PROBLEM TO WORK ON: In the records that follow, skip the pictures and print everything else exactly.

DATA EXTRACT:
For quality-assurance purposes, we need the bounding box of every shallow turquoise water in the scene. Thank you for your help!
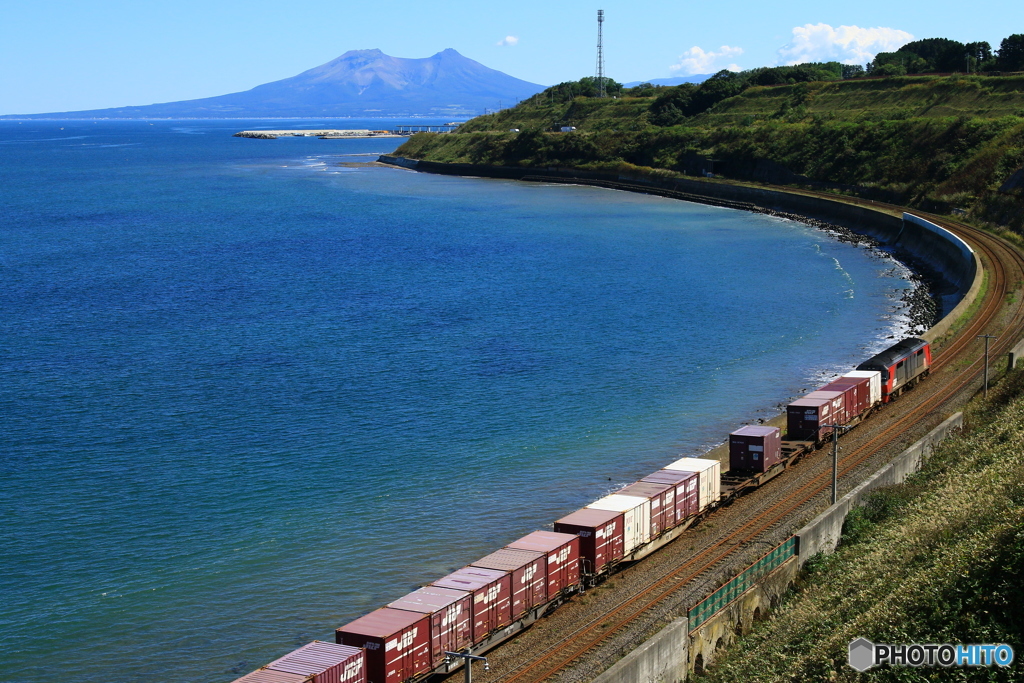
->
[0,120,913,682]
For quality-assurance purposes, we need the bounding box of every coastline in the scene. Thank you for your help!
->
[369,154,963,472]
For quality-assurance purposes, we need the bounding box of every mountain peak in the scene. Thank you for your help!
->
[3,48,545,118]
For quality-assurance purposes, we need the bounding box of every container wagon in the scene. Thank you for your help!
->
[233,339,932,683]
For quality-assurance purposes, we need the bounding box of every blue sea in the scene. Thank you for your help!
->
[0,119,915,682]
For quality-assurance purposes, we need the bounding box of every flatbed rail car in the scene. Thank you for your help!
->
[719,439,814,500]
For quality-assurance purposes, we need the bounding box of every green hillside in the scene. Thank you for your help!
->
[395,74,1024,231]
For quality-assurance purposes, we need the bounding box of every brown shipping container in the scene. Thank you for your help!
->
[806,390,847,426]
[335,608,431,683]
[231,670,307,683]
[386,586,472,668]
[729,425,782,473]
[471,548,547,619]
[787,397,832,441]
[641,469,699,523]
[432,566,512,641]
[553,507,624,574]
[819,380,860,419]
[506,531,580,597]
[266,641,366,683]
[822,376,870,419]
[617,481,674,536]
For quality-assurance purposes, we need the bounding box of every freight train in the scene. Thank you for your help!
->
[230,338,932,683]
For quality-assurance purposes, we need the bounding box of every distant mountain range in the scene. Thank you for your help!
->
[2,49,547,119]
[622,74,713,88]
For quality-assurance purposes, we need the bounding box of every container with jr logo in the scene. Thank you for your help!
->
[432,566,512,641]
[506,530,580,596]
[472,547,547,619]
[554,507,624,574]
[385,586,473,669]
[336,608,431,683]
[642,468,699,523]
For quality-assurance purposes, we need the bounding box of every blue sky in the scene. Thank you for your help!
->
[1,0,1018,114]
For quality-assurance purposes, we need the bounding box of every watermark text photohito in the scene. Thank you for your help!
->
[848,638,1015,671]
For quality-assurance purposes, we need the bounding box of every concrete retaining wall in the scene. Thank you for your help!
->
[591,618,690,683]
[687,557,799,675]
[900,214,981,341]
[795,412,963,564]
[1008,337,1024,370]
[901,213,975,291]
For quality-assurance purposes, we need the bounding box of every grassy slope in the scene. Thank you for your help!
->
[693,372,1024,682]
[395,75,1024,231]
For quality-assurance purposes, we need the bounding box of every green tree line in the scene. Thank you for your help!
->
[870,34,1024,75]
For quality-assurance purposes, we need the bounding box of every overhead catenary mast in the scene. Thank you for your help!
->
[596,9,606,97]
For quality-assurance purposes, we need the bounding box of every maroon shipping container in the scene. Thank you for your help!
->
[471,548,547,619]
[232,671,306,683]
[432,566,512,641]
[336,608,431,683]
[822,376,870,419]
[729,425,782,473]
[787,397,834,442]
[806,390,847,426]
[617,481,674,536]
[641,469,699,523]
[553,507,623,575]
[387,586,472,668]
[265,641,367,683]
[506,531,580,597]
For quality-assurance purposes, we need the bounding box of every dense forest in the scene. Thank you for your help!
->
[394,34,1024,232]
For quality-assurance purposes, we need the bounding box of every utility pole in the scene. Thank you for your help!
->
[596,10,606,98]
[978,334,997,397]
[445,651,489,683]
[822,424,851,504]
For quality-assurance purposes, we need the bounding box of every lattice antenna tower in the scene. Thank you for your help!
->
[596,9,606,97]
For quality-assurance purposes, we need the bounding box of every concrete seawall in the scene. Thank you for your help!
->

YOUR SOLUTION:
For quality-assurance purposes, we need the bounding box of every shallow turquoise water in the scene. Thank you for your help!
->
[0,120,913,682]
For quality-assurance purposes, we need the bounding box of every coastline in the scene. Thank you for your help!
->
[369,154,963,472]
For quality-assurance purposes, we need the bounding box of every mountain peak in the scene. Thank you for your help!
->
[3,48,545,118]
For quality-assurance purposes, we need the bounding box of every container wagon in the scene. Thank you for your help!
->
[233,339,932,683]
For quality-assurance purposes, we need the bounding box of every blue sea in the scene. Thank you for your help!
->
[0,119,915,682]
For quality-assurance purposes, we need the bounding box of every flatbed rail car in the scene. Thank you for your help!
->
[719,439,814,500]
For quality-assurance purposes, we need the bounding box of every green hillside in the scene. Thank you for your help!
->
[395,74,1024,231]
For quality-assurance purposes, we need the bounding box of every brown shipping container in the scene. Thank you for your help!
->
[806,390,847,426]
[335,608,431,683]
[231,670,307,683]
[386,586,472,668]
[729,425,782,473]
[471,548,547,619]
[787,397,832,441]
[641,469,699,523]
[432,566,512,641]
[553,507,624,574]
[819,380,860,419]
[506,531,580,597]
[266,641,366,683]
[822,376,870,419]
[617,481,674,536]
For quality-assurance purposes, we need the bounding box of every freight train in the scene. Thank you for your help!
->
[230,338,932,683]
For quality-assurance purposes, we need the bounding box of every distant mountain range in the scene. Thank you for your help!
->
[2,49,547,119]
[622,74,713,88]
For quality-assurance purposes, we need the bounding box of every container with jr logo in the scene. Thank you for your help!
->
[432,566,512,641]
[506,530,580,596]
[472,547,547,619]
[554,507,624,574]
[385,586,473,669]
[336,608,431,683]
[642,468,699,523]
For quality-assurance purposes, we need the bounding box of every blue sky in the scene. Thank you for your help!
->
[1,0,1018,114]
For quality-assurance purposes, we need the bounding box of every watermark text photohito in the scene. Thank you for your help!
->
[848,638,1015,671]
For quality-assurance purposes, we need the bounding box of every concrete retaining wall in the scene. Thank you for your help!
->
[591,618,690,683]
[687,557,799,675]
[900,214,981,341]
[795,412,963,564]
[1008,337,1024,370]
[901,213,975,291]
For quality-assurance purposes, we need the bounding box of every grassy slope in the scene. Thank you for your help!
->
[693,372,1024,682]
[395,75,1024,231]
For quality-assurance purposes, we need the bounding box of every green tree line in the scene. Thank you for your help!
->
[870,34,1024,75]
For quality-assurance purposes, we need the bounding box of every overhead catenary mast in the scene. Thank you for your help!
->
[596,9,606,97]
For quality-assurance purposes, we need the bounding box of every maroon shipping container in the scene. Thank you for your help!
->
[471,548,547,619]
[232,671,306,683]
[432,566,512,641]
[336,608,431,683]
[822,376,870,419]
[729,425,782,473]
[787,397,834,442]
[806,390,847,426]
[617,481,674,536]
[641,469,699,523]
[553,507,623,575]
[387,586,472,668]
[265,641,367,683]
[506,531,580,597]
For quality-assurance purposes, we need the bounding box of every dense forest in the scene. Thank you for your help!
->
[394,34,1024,232]
For quality-assurance purposes, we need the bounding box of every utility pole in the scene. Thank you for your help!
->
[596,10,606,98]
[978,334,997,397]
[445,651,489,683]
[822,424,851,504]
For quality-assurance purposes, we need the bounding box of every lattice antenna tower in the scene. Thank you for your help!
->
[596,9,606,97]
For quality-assurance purposes, we need the bounding box of every concrete seawall in the scene. Thank you for your help!
->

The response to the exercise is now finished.